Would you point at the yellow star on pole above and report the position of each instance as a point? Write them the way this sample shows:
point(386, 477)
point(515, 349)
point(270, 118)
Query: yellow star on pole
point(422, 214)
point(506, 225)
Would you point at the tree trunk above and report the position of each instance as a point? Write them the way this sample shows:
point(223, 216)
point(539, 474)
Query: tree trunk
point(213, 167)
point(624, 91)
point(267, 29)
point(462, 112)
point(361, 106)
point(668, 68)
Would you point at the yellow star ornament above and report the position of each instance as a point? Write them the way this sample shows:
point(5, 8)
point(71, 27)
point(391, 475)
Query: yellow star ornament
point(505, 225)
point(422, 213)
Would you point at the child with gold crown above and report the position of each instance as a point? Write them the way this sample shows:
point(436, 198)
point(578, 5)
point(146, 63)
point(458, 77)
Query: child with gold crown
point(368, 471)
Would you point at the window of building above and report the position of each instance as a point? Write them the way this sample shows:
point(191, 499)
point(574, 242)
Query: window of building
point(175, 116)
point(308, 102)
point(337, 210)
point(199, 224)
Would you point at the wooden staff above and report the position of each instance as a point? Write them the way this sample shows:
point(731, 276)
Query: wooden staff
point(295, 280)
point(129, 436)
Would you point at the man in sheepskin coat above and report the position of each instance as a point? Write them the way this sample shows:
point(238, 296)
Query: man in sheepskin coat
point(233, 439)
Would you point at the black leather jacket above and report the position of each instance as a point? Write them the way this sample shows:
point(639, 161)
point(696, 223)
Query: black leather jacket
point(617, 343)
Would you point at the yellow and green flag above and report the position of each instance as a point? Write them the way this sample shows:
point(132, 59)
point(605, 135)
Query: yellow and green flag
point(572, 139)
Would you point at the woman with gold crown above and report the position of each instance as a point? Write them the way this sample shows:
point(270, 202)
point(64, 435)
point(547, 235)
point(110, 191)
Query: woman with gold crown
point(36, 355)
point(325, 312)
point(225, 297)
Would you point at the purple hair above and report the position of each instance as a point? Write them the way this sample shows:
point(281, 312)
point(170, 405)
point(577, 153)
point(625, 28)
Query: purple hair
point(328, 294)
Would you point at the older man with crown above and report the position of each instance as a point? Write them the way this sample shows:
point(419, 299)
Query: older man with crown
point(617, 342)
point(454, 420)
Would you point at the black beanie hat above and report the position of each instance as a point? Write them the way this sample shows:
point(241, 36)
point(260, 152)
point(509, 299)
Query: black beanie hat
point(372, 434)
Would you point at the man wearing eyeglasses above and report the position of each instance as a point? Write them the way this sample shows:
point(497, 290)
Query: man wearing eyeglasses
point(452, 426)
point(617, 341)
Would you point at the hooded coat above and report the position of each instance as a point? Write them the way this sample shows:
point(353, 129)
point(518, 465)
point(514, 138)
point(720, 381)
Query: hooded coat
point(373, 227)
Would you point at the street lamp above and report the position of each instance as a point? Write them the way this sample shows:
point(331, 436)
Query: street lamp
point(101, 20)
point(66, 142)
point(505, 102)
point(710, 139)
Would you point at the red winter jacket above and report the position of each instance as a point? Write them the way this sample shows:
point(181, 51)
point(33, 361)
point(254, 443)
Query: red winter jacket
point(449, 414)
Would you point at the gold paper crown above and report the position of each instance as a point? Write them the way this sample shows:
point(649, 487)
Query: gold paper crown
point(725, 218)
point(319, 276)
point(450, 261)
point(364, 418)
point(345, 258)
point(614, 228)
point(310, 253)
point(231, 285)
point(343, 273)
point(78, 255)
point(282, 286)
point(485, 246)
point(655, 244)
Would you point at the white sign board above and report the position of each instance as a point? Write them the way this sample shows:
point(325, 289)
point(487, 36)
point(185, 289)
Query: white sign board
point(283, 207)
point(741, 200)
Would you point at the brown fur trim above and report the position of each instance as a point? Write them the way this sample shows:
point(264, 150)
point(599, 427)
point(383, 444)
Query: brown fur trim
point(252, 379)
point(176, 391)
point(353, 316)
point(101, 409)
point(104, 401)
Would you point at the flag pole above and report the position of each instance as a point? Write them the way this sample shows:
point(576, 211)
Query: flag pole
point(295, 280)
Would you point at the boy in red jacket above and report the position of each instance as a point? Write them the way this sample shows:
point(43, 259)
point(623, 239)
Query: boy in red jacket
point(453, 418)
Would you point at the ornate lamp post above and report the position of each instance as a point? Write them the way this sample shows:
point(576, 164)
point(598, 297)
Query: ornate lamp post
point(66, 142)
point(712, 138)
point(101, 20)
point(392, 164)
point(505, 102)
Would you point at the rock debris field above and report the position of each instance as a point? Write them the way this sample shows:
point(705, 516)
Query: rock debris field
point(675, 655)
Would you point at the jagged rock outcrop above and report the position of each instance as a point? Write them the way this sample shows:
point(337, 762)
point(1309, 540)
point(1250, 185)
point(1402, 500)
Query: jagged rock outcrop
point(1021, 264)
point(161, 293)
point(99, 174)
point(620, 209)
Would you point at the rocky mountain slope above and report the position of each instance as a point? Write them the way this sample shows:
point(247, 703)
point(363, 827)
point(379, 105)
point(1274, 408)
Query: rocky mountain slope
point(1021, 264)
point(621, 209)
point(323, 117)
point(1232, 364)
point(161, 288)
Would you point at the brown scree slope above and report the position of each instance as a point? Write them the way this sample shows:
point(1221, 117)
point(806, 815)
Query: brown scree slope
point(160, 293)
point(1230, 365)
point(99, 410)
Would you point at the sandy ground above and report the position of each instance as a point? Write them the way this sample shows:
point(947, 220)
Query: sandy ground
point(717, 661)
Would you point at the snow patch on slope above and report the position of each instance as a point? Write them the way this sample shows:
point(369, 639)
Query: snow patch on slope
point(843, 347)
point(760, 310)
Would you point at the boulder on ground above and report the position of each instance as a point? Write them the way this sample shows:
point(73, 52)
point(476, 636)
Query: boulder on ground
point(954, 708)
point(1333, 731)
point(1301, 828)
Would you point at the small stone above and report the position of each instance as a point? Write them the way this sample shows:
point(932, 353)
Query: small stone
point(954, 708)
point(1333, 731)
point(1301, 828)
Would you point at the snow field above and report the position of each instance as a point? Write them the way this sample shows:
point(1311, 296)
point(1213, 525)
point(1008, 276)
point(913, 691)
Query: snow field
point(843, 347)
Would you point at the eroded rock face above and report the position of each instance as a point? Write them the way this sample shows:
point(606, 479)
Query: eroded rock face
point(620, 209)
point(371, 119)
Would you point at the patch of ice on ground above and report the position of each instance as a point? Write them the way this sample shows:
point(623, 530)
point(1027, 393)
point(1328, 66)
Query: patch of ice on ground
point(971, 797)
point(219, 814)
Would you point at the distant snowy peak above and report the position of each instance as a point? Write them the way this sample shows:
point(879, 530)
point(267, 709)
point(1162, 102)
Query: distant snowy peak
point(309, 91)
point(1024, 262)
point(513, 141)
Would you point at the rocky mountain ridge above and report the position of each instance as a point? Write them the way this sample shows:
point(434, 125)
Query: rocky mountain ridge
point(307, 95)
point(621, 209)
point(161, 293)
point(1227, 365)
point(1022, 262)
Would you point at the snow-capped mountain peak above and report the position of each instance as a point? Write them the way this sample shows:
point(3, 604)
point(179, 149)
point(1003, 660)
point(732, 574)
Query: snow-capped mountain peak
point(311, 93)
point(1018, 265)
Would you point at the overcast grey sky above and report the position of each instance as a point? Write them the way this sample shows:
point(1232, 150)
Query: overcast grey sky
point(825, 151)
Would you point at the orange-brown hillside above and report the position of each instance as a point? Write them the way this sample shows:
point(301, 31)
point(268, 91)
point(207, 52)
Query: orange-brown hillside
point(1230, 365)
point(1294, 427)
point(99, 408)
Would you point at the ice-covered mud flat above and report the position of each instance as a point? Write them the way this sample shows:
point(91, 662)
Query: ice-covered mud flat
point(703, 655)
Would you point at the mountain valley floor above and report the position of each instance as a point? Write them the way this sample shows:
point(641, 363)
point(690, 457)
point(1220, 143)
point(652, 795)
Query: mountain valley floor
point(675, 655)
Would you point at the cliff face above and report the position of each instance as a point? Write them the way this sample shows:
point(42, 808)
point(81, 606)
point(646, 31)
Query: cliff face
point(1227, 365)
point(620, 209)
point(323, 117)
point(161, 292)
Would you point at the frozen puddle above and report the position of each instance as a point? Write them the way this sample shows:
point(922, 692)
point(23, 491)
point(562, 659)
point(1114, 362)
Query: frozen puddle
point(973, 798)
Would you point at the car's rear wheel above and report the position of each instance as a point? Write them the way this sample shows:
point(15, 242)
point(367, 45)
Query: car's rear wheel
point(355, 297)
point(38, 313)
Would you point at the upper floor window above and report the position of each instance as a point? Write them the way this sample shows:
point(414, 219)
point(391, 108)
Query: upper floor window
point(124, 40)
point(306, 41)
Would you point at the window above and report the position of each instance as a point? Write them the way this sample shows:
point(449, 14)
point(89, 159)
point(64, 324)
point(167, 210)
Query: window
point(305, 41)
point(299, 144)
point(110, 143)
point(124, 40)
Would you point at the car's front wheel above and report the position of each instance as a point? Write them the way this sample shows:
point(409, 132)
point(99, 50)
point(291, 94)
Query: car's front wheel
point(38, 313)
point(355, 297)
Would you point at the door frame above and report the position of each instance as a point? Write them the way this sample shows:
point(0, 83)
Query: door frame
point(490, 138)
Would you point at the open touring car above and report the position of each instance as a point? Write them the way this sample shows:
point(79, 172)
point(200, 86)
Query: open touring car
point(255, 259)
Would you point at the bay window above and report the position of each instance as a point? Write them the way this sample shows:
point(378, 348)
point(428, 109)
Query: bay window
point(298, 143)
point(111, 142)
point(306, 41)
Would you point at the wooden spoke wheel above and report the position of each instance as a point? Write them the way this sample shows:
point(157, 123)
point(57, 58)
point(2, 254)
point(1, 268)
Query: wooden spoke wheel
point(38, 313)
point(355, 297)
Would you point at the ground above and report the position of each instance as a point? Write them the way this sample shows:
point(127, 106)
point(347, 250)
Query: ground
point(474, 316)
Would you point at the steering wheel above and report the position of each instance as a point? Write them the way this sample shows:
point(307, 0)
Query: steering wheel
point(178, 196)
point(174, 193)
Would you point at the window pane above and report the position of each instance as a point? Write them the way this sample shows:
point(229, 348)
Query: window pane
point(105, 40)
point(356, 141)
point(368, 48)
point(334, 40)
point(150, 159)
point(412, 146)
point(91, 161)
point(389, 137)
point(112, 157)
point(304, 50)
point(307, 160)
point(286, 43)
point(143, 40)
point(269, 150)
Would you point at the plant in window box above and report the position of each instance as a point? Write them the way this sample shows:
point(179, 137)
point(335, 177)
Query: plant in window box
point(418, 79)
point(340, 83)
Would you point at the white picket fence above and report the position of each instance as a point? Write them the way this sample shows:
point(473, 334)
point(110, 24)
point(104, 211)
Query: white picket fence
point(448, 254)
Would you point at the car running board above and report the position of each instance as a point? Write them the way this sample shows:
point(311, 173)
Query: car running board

What is needed
Reproduce the records verbatim, starting from their first line and stopping after the line that contains "point(668, 68)".

Solution to the exercise
Would you point at the yellow star on pole above and report the position of each instance as a point? Write them the way this sample shows:
point(386, 477)
point(515, 349)
point(270, 118)
Query: yellow star on pole
point(422, 214)
point(506, 225)
Would you point at the tree trunk above and report the position of each instance as a point? Write them the way this sample shows:
point(223, 216)
point(539, 474)
Query: tree trunk
point(213, 167)
point(624, 91)
point(267, 29)
point(462, 112)
point(361, 106)
point(668, 68)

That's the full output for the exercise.